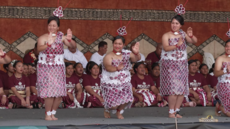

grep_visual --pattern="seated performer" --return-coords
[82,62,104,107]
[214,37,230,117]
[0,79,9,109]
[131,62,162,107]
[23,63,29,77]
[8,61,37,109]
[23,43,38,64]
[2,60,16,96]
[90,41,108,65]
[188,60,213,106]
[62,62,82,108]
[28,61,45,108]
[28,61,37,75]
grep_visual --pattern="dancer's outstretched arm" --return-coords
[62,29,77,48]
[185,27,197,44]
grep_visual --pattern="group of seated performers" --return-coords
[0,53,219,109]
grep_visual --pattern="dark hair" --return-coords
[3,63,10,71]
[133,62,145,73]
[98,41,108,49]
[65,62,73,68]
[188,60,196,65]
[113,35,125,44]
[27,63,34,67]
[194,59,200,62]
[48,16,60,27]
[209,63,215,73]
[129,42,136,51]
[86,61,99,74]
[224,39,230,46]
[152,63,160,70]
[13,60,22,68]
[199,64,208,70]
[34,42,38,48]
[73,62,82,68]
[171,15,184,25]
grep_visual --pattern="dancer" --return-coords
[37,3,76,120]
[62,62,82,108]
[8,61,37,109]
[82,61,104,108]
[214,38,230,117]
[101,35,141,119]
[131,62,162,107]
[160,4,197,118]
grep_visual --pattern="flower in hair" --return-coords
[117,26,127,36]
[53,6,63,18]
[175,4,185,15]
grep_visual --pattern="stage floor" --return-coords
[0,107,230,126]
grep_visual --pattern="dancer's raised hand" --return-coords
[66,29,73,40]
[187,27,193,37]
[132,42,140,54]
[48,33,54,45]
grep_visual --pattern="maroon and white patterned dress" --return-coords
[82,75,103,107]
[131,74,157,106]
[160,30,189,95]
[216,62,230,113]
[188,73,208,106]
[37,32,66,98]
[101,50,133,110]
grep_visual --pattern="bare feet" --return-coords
_ _ _
- _Stated goal_
Copy out every line of the material above, grep_visual requests included, and increase each bounding-box coordinate in the answers by 130. Leave the pictures out.

- _Solution for this exercise_
grep_visual --pattern="seated performer" --return-coords
[212,192,234,237]
[344,167,360,247]
[130,209,139,239]
[261,192,292,237]
[153,193,159,207]
[138,191,167,239]
[153,173,168,194]
[132,190,146,226]
[220,171,238,195]
[318,190,343,236]
[192,192,212,238]
[158,191,175,238]
[158,191,167,205]
grep_visual --pattern="dancer's outstretched arm" --return-coords
[192,159,207,178]
[315,157,327,174]
grep_visual --pattern="group of seated performers" --return-coords
[130,183,349,239]
grep_visual --pattern="dark hair" --return-coords
[133,193,140,201]
[263,192,275,203]
[228,171,238,179]
[195,192,203,198]
[318,190,326,195]
[243,165,255,174]
[157,193,164,197]
[324,189,330,192]
[178,146,190,157]
[339,193,345,203]
[259,172,266,181]
[216,191,229,204]
[354,169,360,176]
[282,193,290,200]
[143,190,152,198]
[329,194,338,200]
[164,172,168,178]
[203,192,212,198]
[301,145,314,155]
grep_visual --pattern="dancer" --return-coords
[167,133,206,250]
[192,192,212,238]
[138,191,167,239]
[212,191,234,238]
[344,168,360,247]
[231,165,271,249]
[261,192,292,237]
[290,134,327,248]
grep_visual --pattern="flower in hair" --return-coords
[247,156,257,166]
[183,136,193,148]
[305,134,315,145]
grep_visual --pattern="stage floor" --return-coords
[130,237,360,256]
grep_visual --pattern="dancer's raised hand" --return-coords
[196,159,203,170]
[317,157,323,167]
[262,172,270,184]
[178,163,184,175]
grep_visual --pattern="maroon and white patterned dress" --return-coords
[212,205,233,237]
[261,204,287,236]
[290,160,319,225]
[346,192,360,243]
[318,203,338,236]
[167,162,196,228]
[231,180,263,240]
grep_visual --pattern="bare feet" --return-coords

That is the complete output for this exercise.